§ EXERCISE BRIEF
Would you please return the lines of the entries below starting at the line that has "Where can the green awning be found here?" and ending at the line that has "Target: white plastic bag", both included, exactly as they are?

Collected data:
>>>>>

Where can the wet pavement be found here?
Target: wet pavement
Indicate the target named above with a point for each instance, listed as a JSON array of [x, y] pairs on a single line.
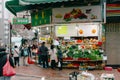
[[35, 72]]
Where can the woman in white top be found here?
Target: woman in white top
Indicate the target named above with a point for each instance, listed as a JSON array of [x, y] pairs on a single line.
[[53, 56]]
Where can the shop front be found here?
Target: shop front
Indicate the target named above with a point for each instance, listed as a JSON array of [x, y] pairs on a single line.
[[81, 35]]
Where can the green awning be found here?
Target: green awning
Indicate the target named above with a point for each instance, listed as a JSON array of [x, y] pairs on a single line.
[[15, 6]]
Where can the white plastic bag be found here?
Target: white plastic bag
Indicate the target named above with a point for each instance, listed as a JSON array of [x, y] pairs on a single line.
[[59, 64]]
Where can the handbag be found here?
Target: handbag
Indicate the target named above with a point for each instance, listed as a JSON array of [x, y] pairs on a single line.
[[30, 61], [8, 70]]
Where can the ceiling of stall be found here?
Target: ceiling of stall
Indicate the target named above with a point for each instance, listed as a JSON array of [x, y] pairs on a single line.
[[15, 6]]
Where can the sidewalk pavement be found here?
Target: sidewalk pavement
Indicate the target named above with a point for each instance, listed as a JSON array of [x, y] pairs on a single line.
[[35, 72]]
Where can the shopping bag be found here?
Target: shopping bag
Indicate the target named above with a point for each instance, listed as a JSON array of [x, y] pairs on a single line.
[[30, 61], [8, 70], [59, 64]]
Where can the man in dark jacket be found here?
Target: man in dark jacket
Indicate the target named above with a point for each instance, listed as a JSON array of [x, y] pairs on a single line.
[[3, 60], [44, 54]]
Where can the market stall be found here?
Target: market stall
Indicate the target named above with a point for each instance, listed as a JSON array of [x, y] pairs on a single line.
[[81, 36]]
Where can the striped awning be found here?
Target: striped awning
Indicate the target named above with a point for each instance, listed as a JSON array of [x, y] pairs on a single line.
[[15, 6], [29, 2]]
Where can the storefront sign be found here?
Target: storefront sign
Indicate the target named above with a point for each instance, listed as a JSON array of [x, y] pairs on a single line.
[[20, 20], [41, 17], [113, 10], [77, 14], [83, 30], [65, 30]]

<<<<<
>>>>>

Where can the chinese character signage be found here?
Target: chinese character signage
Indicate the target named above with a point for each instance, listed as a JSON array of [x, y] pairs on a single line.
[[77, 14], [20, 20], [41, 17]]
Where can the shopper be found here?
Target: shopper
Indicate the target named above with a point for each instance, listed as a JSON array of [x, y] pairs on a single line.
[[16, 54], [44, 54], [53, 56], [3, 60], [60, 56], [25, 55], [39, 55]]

<<<<<
>>>>>

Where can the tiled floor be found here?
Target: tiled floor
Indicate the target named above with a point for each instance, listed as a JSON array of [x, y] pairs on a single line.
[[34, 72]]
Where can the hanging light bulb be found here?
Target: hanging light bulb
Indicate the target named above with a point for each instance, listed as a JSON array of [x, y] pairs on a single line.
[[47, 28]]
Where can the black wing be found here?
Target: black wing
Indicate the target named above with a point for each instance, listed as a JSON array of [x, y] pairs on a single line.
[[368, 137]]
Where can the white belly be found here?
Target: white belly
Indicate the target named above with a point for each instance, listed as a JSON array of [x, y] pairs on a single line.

<<<<<

§ RESPONSE TO THIS TASK
Where can the green awning be found here?
Target: green awning
Indicate the target named above with a point for each instance, listed as a JSON array of [x, y] pairs on a single line.
[[15, 6]]
Where can the white plastic bag be found here?
Target: white plastic bag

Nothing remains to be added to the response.